### Görevleriniz
a – Verilen metni iki cümleyle özetleyin.
b – Verilen metinde "Emsal Mahkeme Kararı" sözcüklerini içeren ifadeyle açılıp "olması amacıyla eklenmiştir." ile kapanan bölümü hiç değiştirmeden yazın.

### Verilen metin
*****

Emsal Mahkeme Kararı İstanbul Bölge Adliye Mahkemesi 43. Hukuk Dairesi 2022/902 E. 2022/1428 K. 20.12.2022 T.

Görüntülediğiniz mahkeme kararı henüz kesinleşmemiştir. Yararlı olması amacıyla eklenmiştir.

T.C.
İSTANBUL
BÖLGE ADLİYE MAHKEMESİ
43. HUKUK DAİRESİ
DOSYA NO: 2022/902
KARAR NO: 2022/1428
T Ü R K M İ L L E T İ A D I N A
İ S T İ N A F K A R A R I
İNCELENEN KARARIN
MAHKEMESİ: BAKIRKÖY 7. ASLİYE TİCARET MAHKEMESİ
TARİHİ: 15/02/2022
NUMARASI: 2021/524 Esas – 2022/161 Karar
DAVA: Temsil kayyımı atanması
İSTİNAF KARAR TARİHİ: 20/12/2022
Taraflar arasında görülen dava neticesinde ilk derece mahkemesince verilen hükmün Temsil Kayyımı vekili Av. … vekilince istinaf edilmesi üzerine düzenlenen rapor ve dosya kapsamı incelenip gereği görüşülüp düşünüldü;
TARAFLARIN İDDİA VE SAVUNMALARININ ÖZETİ
DAVA: Davacı vekili dava dilekçesinde özetle; müvekkili kurumun alacağının tahsili amacıyla Bakırköy 43. İş Mahkemesinin 2021/1341 esas sayılı dosyası ile görülmekte olan davada, davalı Tasfiye Halinde … Tic. Ltd.Şti.’nin tasfiye memuru …’in vefatı nedeniyle taraf teşkilinin sağlanamadığını, Bakırköy 43. İş Mahkemesi kararı, şirketin tasfiye memurunun vefat etmesi ve yerine başka tasfiye memurunun atanmaması nedeniyle taraflarınca veraset ilamı çıkarıldığını, tasfiye memurunun mirasçılarına mahkeme kararının tebliğ edildiğini, ancak Yargıtay , bu konuda usulü eksiklik gördüğünden kararın bozulduğunu ve davalı şirkete, yada tasfiye memuruna tebligat yapılması hususundaki eksikliğin giderilmesi için dosyayı mahkemesine geri gönderdiğini, Bakırköy 43. İş 2021/1341E dosyasından ticaret sicil memurluğuna da yeni tasfiye memuru hakkında bilgi sorulduğunu fakat ticaret sicil memurluğundan da varislere ihtar gönderildiği ancak tasfiye memuru atanmadığı bilgisinin verildiğini, tasfiye memuru atamaması nedeniyle dosya sürüncemede kaldığından Bakırköy 43. İş Mahkemesinin 2021/1341 Esas sayılı dosyasının 09.06.2021 tarihli celsesinde taraflarına şirkete temsil kayyımı atanması davası açılması yönünden süre verildiğini beyan ederek Tasfiye Halinde … Ticaret Ltd. Şti.’ye temsil kayyımı atanmasını talep ve dava etmiştir.

*****

### Ham veriler

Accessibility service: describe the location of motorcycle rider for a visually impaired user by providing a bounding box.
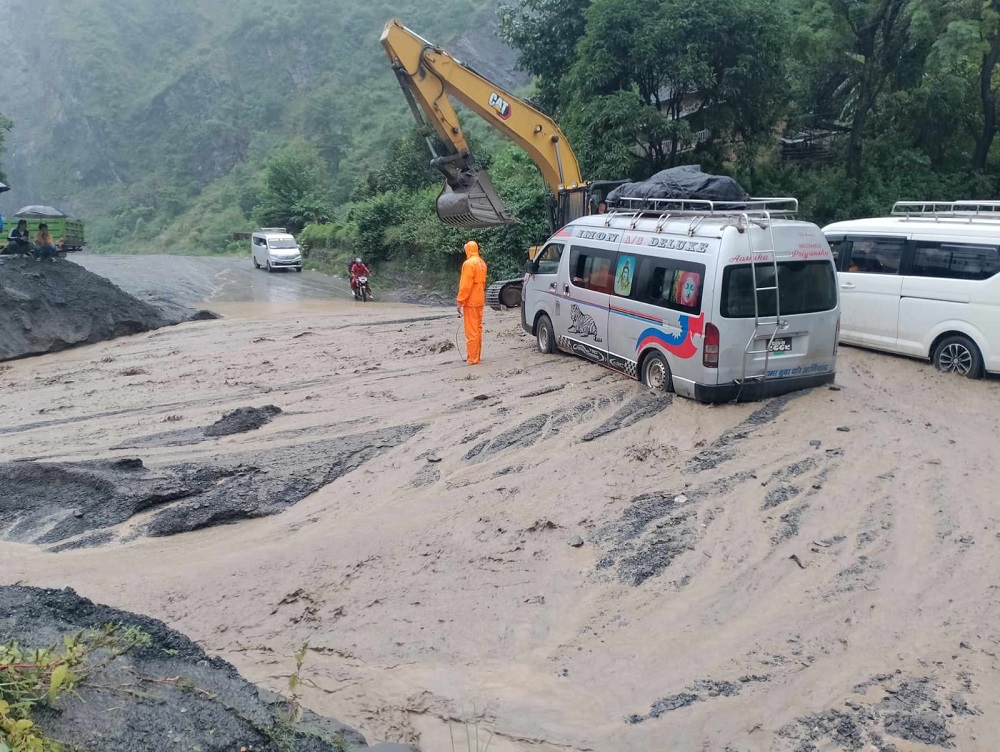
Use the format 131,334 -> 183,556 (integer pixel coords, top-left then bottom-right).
351,256 -> 371,297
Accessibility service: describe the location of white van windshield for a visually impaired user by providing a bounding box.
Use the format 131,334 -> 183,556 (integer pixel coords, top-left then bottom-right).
720,260 -> 837,319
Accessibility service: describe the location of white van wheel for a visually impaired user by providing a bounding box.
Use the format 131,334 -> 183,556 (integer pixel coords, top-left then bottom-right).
642,352 -> 673,392
535,313 -> 556,355
934,334 -> 983,379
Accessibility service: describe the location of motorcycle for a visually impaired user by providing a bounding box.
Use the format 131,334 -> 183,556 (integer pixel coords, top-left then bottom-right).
354,277 -> 372,303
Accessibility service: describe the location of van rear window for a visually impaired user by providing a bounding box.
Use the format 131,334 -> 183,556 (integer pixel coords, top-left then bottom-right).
720,261 -> 837,319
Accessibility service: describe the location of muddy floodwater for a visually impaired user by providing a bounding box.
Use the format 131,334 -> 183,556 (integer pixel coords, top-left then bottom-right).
0,256 -> 1000,752
72,253 -> 364,310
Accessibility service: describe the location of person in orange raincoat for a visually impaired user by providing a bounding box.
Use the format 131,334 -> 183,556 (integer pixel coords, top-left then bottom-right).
457,240 -> 486,366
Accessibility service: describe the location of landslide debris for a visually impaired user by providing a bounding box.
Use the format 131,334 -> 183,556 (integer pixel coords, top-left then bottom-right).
0,424 -> 423,551
205,405 -> 281,437
0,257 -> 206,361
0,586 -> 408,752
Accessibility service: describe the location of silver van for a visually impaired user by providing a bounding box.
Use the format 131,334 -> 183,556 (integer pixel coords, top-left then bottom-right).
521,199 -> 840,402
823,201 -> 1000,378
250,232 -> 302,272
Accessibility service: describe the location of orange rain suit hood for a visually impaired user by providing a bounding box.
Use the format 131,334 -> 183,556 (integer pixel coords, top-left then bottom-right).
457,240 -> 486,365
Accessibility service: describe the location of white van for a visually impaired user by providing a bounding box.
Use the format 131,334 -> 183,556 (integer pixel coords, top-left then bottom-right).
823,201 -> 1000,378
250,232 -> 302,272
521,199 -> 840,402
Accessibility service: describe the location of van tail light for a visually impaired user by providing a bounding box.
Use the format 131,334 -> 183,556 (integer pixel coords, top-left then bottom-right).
702,324 -> 719,368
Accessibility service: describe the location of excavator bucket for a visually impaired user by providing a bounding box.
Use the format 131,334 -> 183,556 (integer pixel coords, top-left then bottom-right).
437,170 -> 517,229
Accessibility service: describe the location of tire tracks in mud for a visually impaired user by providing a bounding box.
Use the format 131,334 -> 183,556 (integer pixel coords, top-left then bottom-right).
0,424 -> 425,551
462,390 -> 673,463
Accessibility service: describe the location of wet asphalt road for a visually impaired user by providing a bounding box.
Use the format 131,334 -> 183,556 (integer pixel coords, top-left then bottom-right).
70,253 -> 351,306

*****

### Doğru yanıtlar
a – İstanbul Bölge Adliye Mahkemesi 43. Hukuk Dairesi, 20/12/2022 tarihinde, Bakırköy 7. Asliye Ticaret Mahkemesinin temsil kayyımı atanması davasında verdiği 15/02/2022 tarihli kararı istinaf üzerine incelemiştir. Davacı vekili, Bakırköy 43. İş Mahkemesindeki davada tasfiye memurunun vefat etmesi ve yerine başka tasfiye memuru atanmaması nedeniyle taraf teşkilinin sağlanamadığını belirterek tasfiye halindeki şirkete temsil kayyımı atanmasını talep etmiştir.

b –
Emsal Mahkeme Kararı İstanbul Bölge Adliye Mahkemesi 43. Hukuk Dairesi 2022/902 E. 2022/1428 K. 20.12.2022 T.

Görüntülediğiniz mahkeme kararı henüz kesinleşmemiştir. Yararlı olması amacıyla eklenmiştir.